─── PROVIDED RECORDS ───

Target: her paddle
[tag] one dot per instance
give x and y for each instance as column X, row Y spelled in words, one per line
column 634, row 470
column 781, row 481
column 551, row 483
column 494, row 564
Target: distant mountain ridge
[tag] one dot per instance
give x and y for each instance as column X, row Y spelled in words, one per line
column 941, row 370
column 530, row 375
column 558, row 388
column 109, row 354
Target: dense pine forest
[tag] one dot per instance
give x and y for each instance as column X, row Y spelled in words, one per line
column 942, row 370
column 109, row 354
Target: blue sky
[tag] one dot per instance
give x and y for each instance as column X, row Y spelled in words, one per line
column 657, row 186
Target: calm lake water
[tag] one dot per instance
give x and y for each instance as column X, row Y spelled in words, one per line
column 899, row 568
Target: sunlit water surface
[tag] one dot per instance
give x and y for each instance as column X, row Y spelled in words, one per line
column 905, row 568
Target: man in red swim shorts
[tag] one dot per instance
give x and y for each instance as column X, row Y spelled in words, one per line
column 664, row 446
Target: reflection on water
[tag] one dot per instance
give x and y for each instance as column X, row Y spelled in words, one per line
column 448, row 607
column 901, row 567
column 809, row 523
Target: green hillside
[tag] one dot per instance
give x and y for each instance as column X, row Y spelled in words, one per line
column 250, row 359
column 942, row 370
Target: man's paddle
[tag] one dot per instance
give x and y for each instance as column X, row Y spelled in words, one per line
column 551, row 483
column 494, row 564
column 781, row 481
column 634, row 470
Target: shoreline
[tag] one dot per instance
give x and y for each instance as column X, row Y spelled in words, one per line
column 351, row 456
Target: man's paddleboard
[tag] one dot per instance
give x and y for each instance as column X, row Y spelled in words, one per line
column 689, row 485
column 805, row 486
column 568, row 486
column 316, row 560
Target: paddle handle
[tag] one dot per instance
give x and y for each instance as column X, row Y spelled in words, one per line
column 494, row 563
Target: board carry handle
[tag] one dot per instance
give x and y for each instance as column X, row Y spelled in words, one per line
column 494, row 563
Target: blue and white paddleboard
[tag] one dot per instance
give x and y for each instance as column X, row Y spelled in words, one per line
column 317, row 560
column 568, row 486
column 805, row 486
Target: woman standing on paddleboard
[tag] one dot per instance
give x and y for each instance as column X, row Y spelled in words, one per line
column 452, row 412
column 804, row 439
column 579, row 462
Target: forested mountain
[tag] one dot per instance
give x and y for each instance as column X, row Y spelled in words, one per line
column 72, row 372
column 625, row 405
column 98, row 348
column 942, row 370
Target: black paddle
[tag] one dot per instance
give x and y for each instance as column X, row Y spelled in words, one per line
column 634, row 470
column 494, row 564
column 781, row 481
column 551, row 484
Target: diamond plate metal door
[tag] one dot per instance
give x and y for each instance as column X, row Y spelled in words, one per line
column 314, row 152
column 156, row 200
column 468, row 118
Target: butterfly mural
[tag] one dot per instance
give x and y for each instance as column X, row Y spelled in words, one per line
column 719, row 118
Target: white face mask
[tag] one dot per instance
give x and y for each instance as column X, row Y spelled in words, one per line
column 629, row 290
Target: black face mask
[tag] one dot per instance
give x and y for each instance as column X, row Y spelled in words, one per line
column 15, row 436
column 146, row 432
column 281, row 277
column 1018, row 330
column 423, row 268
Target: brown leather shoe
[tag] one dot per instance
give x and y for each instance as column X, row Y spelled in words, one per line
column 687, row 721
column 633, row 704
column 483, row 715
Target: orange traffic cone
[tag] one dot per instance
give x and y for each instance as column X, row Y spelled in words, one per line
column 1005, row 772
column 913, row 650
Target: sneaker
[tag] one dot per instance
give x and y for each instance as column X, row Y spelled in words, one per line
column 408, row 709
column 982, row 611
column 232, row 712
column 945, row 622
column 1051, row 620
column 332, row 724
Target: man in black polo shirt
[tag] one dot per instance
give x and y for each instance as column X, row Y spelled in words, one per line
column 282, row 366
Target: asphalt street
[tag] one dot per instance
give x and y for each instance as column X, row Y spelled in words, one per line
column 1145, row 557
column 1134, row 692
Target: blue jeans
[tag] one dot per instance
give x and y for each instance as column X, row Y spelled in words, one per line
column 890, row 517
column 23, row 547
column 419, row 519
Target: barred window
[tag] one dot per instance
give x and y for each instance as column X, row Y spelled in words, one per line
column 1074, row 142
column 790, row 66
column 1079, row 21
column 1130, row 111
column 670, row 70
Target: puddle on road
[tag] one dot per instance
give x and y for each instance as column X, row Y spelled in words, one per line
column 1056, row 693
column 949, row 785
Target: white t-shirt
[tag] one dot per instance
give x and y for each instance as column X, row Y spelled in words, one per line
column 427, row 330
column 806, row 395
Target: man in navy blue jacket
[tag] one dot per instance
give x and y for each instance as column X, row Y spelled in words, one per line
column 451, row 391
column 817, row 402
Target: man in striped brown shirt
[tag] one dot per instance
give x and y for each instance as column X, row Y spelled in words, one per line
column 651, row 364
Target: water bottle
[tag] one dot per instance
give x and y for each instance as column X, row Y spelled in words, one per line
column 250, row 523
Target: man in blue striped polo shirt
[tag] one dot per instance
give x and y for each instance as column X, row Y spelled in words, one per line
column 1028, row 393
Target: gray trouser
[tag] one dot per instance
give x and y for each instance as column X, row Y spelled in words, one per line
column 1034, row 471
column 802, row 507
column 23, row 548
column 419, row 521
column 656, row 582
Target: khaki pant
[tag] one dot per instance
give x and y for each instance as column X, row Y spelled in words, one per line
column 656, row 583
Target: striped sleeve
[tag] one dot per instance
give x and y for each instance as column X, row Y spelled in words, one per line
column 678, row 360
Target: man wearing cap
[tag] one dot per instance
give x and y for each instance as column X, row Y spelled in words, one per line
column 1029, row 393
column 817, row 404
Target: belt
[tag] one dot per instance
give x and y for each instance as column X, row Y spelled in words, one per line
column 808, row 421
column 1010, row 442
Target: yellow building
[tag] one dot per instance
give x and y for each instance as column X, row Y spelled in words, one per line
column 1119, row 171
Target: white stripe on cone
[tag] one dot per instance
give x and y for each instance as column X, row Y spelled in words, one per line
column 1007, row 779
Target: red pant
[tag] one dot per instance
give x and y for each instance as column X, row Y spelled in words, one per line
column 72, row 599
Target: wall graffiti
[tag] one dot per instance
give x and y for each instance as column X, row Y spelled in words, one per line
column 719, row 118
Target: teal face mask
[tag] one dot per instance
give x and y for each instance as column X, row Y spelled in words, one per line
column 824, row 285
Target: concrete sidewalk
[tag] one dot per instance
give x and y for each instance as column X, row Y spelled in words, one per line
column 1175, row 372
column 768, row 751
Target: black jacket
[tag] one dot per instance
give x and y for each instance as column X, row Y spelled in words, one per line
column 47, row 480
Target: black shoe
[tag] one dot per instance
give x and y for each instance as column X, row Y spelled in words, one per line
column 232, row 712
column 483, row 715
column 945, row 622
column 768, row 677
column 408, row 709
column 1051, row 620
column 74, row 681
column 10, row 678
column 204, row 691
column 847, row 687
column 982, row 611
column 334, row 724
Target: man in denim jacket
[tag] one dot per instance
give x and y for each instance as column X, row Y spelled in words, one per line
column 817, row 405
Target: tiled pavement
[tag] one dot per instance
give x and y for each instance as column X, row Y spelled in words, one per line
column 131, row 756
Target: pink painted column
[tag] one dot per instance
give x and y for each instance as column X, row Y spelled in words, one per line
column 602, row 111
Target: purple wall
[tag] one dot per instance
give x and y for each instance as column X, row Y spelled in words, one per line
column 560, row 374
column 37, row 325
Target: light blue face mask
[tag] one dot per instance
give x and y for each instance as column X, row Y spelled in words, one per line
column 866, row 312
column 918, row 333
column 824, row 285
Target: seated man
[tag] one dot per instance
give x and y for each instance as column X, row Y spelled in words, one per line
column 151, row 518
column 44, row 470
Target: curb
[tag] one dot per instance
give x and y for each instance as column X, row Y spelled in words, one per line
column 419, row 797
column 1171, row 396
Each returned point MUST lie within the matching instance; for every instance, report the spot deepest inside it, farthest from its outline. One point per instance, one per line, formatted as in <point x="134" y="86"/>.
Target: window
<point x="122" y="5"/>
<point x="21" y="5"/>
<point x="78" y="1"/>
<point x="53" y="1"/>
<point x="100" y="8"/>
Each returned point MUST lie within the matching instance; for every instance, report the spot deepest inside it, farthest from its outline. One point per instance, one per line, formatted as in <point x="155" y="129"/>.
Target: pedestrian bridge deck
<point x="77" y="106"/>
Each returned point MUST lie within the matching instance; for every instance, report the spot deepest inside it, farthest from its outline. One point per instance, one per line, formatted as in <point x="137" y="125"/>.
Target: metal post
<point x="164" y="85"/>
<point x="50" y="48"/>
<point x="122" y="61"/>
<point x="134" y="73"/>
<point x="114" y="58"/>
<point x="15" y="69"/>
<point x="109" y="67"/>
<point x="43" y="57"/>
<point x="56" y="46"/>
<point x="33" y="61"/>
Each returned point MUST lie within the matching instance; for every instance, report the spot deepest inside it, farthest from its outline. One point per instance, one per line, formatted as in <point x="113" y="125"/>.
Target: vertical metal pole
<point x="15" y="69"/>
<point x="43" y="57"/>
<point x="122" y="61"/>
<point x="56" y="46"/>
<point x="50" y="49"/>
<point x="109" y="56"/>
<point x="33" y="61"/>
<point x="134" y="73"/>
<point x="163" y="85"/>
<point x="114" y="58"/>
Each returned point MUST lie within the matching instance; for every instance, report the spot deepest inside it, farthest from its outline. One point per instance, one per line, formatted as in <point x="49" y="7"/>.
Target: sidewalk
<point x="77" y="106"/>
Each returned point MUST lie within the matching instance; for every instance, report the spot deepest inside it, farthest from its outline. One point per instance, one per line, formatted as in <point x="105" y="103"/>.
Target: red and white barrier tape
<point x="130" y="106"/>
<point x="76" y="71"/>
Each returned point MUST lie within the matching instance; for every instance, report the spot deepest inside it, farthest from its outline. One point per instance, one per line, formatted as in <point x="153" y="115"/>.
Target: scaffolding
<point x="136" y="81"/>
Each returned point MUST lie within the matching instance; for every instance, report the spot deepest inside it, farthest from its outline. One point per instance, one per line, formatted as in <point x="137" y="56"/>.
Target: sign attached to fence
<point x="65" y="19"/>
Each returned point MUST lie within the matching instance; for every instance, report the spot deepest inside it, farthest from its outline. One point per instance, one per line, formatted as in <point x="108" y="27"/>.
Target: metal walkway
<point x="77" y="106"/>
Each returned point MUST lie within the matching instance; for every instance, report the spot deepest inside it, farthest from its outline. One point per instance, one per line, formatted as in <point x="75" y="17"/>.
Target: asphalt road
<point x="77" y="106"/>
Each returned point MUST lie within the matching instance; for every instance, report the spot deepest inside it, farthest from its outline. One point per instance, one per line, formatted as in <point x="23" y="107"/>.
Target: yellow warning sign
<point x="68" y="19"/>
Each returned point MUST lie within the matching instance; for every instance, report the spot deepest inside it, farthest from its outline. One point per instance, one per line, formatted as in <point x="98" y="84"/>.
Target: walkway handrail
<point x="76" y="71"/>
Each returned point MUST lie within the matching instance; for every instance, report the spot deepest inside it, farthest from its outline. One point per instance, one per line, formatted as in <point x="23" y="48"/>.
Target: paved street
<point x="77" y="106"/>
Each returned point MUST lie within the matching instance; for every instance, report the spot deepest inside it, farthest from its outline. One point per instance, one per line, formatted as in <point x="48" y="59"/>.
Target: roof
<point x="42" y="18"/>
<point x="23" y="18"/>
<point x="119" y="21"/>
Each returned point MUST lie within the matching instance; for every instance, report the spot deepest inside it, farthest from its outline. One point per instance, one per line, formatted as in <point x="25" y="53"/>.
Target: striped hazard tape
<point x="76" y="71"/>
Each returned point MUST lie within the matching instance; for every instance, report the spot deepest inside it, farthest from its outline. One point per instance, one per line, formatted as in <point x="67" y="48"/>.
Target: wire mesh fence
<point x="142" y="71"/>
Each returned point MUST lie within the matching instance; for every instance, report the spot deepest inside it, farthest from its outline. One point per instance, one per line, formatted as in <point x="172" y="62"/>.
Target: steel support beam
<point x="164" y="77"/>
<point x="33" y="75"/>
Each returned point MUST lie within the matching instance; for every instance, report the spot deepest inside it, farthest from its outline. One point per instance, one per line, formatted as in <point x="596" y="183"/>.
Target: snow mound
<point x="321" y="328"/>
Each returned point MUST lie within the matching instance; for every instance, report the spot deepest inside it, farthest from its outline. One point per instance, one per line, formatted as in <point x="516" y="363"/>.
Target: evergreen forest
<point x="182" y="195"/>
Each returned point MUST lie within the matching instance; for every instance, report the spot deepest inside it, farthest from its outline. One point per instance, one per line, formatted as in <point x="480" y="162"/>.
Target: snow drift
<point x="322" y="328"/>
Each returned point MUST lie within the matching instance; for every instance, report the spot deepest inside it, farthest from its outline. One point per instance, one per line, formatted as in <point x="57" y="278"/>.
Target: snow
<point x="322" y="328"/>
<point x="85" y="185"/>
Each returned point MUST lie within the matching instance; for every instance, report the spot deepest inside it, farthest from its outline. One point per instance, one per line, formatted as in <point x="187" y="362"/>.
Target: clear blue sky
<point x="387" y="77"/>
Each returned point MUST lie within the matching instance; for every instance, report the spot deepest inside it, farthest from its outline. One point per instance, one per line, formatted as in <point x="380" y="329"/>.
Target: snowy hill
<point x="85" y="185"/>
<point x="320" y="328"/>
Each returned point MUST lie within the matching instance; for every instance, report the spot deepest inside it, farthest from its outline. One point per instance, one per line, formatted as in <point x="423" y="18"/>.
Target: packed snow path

───

Check each line of the data above, and please copy the ones in which the string "polo" occurs.

> TASK RESULT:
Target: man in black polo shirt
Target: man in blue striped polo shirt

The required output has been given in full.